DATASET ROWS ▸
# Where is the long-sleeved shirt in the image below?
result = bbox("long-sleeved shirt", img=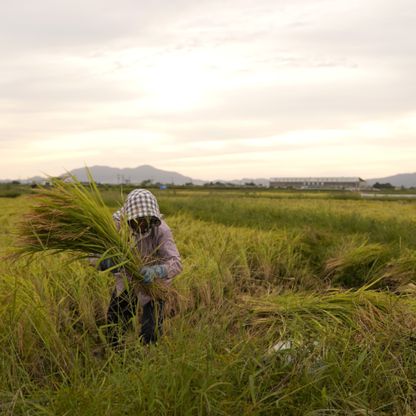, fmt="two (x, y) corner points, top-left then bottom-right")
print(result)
(115, 220), (182, 306)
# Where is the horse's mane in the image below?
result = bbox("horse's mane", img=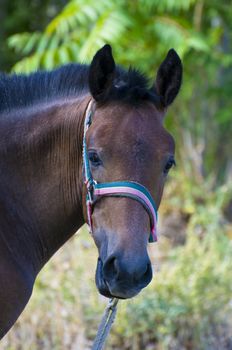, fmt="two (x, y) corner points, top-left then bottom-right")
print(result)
(0, 64), (159, 112)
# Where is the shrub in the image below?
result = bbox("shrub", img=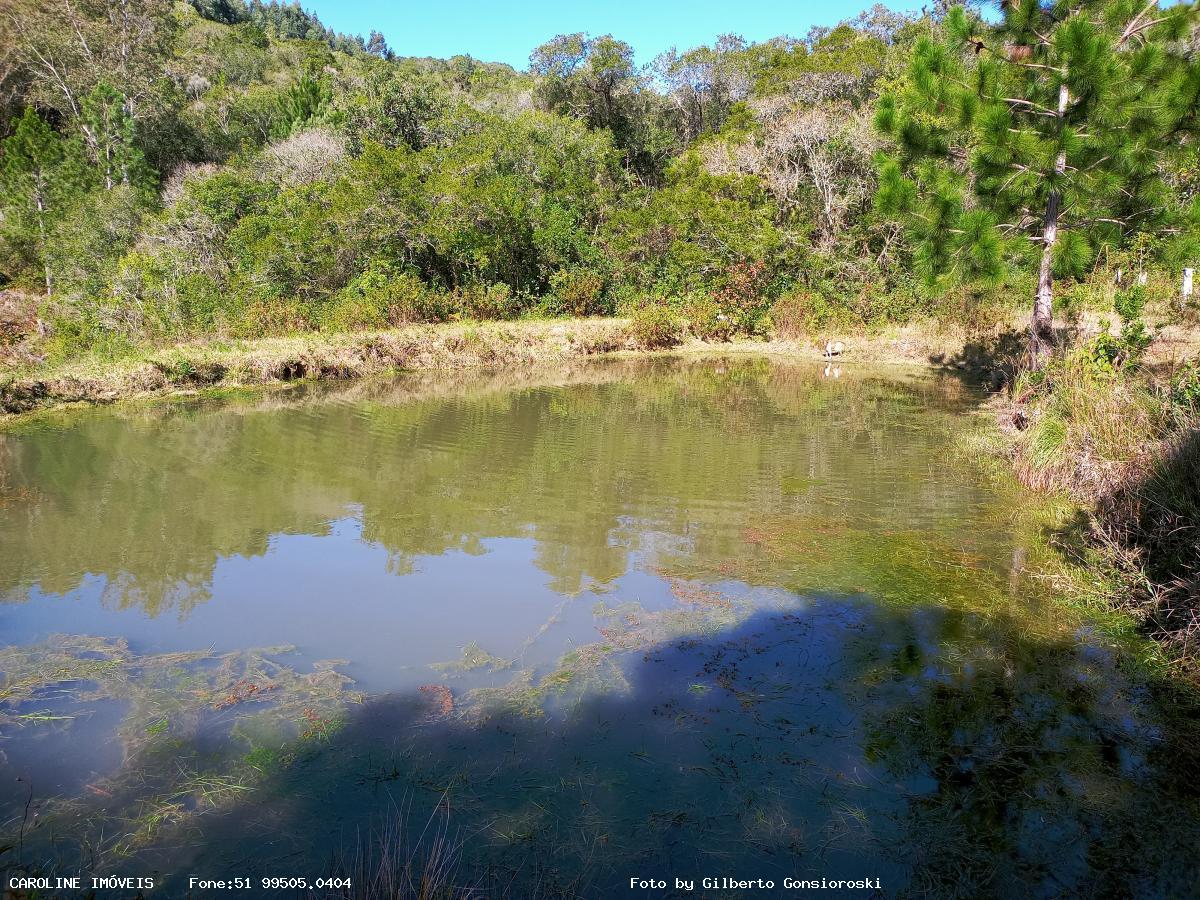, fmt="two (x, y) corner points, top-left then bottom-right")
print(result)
(713, 262), (768, 334)
(320, 265), (452, 330)
(684, 294), (736, 341)
(629, 304), (682, 350)
(542, 269), (612, 316)
(454, 282), (521, 319)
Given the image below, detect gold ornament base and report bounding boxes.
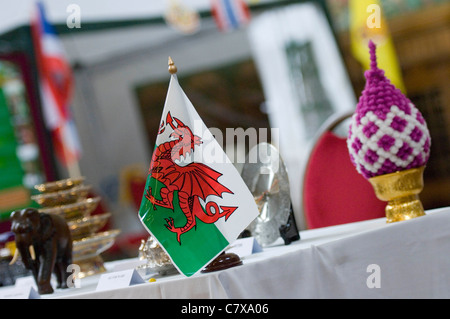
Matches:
[369,166,425,223]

TASK GOAL ▸
Please rescale everything from the line containing "Given the image" down to the end of the entries, giving those lines again with their wording unchanged, but with each bounding-box coordinate in the answer multiplied by 2.5 and rounded to a whole number (halves round up). Leave the picture out.

WRITTEN RESPONSE ▸
Given the image below, detect gold ornament base and report bounding boxes.
Matches:
[923,415,1063,558]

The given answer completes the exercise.